-- start --

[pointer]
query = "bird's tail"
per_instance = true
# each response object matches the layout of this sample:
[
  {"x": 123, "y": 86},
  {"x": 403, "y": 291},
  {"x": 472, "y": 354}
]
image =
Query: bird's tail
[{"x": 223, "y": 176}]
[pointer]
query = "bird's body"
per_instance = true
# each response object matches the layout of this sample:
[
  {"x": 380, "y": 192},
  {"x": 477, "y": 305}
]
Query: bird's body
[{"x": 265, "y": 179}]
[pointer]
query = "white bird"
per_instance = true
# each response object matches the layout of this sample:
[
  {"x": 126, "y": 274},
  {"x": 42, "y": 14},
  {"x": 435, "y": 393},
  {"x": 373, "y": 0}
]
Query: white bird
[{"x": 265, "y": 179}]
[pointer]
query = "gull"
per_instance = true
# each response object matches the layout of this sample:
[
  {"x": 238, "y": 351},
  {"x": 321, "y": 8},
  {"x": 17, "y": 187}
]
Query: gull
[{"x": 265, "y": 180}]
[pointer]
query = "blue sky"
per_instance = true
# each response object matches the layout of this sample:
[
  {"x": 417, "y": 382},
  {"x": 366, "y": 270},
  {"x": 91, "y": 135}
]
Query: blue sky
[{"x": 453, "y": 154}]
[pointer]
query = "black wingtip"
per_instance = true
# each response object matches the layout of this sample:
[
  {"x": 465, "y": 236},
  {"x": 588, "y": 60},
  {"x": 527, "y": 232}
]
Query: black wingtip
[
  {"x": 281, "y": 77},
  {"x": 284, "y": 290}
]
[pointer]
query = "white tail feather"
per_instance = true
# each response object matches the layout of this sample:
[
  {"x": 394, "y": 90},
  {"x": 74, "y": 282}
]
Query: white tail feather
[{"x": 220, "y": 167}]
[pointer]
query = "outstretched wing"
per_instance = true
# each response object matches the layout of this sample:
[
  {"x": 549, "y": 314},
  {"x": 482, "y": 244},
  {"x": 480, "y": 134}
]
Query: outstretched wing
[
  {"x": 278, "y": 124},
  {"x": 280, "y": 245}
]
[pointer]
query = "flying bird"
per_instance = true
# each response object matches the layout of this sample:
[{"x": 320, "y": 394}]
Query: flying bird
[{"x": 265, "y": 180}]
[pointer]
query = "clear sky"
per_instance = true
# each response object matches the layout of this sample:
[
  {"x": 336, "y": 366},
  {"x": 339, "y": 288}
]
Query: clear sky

-- end --
-- start --

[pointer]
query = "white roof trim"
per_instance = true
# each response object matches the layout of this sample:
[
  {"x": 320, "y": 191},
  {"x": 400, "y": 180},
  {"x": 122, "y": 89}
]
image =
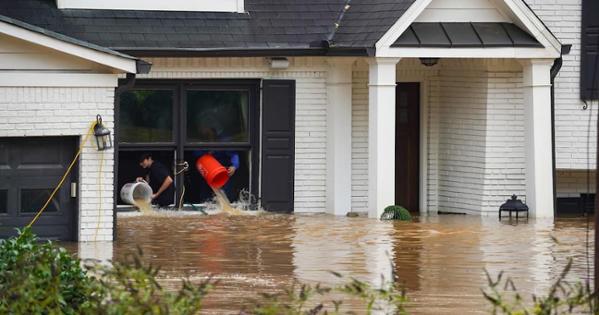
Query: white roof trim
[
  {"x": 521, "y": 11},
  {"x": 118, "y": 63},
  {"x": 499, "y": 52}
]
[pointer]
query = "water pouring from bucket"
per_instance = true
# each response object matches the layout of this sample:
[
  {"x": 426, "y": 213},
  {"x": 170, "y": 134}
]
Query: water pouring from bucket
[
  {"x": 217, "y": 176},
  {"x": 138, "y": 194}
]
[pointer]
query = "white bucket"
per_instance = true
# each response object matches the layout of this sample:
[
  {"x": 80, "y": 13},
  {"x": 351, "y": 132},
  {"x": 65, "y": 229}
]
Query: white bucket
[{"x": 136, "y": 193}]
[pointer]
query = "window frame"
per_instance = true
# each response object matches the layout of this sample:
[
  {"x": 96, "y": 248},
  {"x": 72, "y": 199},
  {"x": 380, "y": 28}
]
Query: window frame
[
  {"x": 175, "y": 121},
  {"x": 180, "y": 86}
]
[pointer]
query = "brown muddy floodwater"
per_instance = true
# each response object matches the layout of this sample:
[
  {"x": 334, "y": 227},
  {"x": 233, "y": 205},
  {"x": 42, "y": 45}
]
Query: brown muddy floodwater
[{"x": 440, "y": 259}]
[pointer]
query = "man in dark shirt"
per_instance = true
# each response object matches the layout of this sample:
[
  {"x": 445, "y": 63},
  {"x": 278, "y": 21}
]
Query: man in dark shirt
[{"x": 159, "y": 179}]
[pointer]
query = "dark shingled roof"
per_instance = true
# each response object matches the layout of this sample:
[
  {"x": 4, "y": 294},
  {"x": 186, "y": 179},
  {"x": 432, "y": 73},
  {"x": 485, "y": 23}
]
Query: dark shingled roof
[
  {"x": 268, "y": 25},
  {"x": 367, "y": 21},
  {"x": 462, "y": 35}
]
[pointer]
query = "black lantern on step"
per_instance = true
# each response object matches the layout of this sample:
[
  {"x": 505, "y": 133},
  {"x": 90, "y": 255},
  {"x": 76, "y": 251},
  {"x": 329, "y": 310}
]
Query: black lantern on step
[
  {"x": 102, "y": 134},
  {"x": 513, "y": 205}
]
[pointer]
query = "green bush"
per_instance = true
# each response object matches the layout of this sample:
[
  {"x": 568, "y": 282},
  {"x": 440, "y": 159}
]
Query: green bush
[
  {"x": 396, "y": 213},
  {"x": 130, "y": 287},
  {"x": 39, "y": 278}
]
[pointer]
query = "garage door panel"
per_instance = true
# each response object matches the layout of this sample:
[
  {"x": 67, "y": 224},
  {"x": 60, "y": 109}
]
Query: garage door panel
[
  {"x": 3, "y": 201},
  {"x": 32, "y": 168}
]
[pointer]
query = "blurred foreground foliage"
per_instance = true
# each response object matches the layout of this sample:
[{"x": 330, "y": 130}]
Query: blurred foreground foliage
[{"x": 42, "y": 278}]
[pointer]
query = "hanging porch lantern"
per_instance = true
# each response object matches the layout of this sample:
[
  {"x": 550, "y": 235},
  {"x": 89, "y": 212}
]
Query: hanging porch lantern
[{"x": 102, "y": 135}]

-- end --

Report each line of the material that contains the string "brown", copying every such line in full. Case counts: match only that exact capitalization.

query = "brown muddy floodwater"
Query: brown muddy floodwater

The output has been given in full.